◆ **Problem**
In the material below, the lines to reproduce exactly are the one containing "Where can the mountain ridge" and all lines after it through the last.

◆ ◆ ◆

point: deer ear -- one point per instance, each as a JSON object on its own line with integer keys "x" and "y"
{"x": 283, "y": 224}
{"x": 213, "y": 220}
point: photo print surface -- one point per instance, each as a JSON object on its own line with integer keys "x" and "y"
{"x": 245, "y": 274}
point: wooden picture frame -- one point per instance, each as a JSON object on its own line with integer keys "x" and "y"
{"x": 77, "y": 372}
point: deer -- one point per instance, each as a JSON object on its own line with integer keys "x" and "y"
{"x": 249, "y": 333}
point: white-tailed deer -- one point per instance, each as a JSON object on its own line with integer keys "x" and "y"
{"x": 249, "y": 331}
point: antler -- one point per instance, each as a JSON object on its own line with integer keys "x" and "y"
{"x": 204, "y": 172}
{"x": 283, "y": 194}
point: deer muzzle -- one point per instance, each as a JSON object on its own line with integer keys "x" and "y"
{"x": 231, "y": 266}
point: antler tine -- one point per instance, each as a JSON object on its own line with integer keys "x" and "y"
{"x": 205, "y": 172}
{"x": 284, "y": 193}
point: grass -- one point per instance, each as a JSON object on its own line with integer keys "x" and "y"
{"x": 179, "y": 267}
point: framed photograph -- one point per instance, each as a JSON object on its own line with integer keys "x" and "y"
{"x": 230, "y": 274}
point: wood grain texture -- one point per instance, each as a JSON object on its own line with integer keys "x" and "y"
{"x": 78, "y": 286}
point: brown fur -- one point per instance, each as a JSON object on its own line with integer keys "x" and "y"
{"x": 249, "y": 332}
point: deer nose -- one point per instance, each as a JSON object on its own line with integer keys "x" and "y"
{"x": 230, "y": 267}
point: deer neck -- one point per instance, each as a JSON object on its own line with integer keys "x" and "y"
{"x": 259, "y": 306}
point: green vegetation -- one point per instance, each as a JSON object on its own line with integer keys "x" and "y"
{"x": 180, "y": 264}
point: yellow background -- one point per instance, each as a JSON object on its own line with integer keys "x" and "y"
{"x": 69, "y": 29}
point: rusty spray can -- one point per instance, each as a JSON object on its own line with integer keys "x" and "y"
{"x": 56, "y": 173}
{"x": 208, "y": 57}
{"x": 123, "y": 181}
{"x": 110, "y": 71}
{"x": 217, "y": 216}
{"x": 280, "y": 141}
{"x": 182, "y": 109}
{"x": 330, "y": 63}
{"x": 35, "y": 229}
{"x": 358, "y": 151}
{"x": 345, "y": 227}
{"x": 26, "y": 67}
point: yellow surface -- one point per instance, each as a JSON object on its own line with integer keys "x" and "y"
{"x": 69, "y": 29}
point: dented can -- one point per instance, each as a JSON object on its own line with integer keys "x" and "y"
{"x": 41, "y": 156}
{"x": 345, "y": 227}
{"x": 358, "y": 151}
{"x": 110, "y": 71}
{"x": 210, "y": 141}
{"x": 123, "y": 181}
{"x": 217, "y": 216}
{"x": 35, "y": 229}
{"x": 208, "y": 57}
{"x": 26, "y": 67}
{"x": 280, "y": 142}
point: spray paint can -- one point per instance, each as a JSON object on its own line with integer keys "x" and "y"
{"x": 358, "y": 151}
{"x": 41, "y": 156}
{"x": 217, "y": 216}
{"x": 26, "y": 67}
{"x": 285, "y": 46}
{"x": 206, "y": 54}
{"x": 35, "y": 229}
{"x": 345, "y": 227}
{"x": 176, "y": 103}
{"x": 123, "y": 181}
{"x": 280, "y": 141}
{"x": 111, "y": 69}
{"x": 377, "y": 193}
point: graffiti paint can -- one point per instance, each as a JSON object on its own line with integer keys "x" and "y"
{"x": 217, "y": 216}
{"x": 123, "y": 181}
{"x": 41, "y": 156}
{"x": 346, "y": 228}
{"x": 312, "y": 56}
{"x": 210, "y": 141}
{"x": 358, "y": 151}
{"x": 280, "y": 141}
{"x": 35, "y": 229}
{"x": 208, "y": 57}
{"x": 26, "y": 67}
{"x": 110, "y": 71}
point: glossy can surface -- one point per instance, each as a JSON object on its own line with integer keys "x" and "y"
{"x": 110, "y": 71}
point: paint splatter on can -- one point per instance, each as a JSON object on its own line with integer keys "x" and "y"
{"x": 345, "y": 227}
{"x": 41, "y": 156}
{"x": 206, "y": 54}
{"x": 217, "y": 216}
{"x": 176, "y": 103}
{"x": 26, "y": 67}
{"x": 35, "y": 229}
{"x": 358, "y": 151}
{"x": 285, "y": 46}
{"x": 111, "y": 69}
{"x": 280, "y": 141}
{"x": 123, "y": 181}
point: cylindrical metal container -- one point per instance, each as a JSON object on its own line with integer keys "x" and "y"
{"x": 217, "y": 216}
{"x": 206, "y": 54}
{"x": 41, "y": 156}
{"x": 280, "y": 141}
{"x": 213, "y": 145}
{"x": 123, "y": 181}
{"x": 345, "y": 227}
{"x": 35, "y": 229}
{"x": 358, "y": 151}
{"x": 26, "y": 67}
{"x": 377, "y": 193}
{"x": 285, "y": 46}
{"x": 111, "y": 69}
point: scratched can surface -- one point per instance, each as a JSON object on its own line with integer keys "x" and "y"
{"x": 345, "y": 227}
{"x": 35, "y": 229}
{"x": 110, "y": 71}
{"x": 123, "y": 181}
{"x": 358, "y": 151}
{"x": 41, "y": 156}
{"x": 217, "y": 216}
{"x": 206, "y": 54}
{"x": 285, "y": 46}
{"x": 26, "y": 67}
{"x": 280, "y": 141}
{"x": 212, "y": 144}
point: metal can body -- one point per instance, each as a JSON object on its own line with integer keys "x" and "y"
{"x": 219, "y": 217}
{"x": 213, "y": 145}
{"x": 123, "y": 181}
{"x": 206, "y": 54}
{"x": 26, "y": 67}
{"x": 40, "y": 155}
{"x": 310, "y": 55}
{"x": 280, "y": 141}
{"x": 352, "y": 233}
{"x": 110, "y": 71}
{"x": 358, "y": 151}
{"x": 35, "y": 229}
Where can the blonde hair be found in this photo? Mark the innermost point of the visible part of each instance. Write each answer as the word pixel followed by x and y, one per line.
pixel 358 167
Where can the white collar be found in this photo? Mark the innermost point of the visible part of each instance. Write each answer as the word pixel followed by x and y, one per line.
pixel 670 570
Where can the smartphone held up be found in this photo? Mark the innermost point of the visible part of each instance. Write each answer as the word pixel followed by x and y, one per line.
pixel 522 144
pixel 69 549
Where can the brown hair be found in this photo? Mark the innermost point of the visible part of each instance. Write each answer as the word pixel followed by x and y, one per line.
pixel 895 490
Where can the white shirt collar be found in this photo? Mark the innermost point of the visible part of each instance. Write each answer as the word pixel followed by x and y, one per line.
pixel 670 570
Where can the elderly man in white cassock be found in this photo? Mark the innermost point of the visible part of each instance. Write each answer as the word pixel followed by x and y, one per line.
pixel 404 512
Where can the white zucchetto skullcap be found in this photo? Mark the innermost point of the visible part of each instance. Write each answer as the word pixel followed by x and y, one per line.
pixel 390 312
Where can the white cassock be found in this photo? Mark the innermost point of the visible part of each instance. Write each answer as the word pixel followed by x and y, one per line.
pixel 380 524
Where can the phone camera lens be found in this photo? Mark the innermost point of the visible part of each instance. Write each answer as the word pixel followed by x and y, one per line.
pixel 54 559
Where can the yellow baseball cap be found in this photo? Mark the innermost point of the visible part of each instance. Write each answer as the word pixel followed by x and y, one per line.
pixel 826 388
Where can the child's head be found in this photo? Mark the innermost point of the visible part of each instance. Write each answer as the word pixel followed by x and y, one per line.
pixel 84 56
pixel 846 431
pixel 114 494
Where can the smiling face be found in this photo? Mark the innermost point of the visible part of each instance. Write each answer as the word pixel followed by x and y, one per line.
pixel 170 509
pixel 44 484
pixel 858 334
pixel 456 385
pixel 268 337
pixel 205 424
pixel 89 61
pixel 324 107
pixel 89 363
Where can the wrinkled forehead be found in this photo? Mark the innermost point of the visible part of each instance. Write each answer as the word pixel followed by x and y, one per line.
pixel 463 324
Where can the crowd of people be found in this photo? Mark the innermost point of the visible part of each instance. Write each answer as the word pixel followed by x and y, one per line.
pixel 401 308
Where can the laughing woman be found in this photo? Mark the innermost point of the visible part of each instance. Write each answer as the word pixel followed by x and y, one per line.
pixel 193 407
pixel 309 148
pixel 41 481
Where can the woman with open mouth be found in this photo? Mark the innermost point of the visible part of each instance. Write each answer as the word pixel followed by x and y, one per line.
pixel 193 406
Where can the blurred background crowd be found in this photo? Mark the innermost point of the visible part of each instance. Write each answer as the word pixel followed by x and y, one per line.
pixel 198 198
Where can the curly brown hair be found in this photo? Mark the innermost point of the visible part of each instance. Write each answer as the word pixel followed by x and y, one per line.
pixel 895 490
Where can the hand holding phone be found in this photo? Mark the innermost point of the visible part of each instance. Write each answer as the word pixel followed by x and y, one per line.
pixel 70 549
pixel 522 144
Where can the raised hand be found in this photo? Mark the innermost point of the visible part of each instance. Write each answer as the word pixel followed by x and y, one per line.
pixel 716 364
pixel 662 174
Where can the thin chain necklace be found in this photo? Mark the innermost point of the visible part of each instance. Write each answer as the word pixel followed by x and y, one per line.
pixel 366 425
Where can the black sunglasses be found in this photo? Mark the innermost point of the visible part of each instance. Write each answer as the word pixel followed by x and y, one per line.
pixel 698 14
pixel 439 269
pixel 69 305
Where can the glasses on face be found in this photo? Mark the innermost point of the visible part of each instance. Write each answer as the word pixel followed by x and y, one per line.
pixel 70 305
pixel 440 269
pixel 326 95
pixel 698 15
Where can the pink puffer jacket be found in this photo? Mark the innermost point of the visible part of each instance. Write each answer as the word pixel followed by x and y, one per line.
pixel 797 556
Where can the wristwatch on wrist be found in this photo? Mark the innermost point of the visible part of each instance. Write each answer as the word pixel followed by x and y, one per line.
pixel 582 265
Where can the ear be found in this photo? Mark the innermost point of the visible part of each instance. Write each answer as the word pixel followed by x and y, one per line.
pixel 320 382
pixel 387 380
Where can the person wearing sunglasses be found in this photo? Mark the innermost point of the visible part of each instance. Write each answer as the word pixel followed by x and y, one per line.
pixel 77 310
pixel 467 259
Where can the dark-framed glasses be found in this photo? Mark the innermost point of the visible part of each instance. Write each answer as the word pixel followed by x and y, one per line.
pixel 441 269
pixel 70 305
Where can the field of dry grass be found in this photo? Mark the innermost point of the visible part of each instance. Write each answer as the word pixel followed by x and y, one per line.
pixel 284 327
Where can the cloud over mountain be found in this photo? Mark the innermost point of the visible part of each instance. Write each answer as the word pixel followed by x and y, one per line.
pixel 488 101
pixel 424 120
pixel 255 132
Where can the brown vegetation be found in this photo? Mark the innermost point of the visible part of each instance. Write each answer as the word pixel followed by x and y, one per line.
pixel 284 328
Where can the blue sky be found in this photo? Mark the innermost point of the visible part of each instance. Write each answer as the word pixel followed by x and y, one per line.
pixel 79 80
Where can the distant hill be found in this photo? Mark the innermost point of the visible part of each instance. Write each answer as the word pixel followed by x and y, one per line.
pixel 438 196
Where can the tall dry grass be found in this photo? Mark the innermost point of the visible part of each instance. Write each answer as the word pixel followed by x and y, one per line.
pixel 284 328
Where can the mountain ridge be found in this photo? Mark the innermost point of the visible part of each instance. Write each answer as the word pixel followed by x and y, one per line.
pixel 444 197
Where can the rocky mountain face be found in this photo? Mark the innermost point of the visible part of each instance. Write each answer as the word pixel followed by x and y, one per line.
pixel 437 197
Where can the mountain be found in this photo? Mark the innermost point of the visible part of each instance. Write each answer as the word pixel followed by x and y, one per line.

◆ ◆ ◆

◆ **Reply**
Where can the mountain ridge be found in this photo? Mark the innermost point of the visible part of each instance. Write each answer as the word pixel followed by x and y, one per line.
pixel 444 197
Where can the rocky mountain face be found in this photo? Mark the innermost point of the visible part of each instance. Write each answer as the word pixel followed by x and y, one per line.
pixel 437 197
Where can the mountain be found in this photo? Mark the innermost point of the visible part of each instance. Write each answer as the word pixel followed by x and y, one per line.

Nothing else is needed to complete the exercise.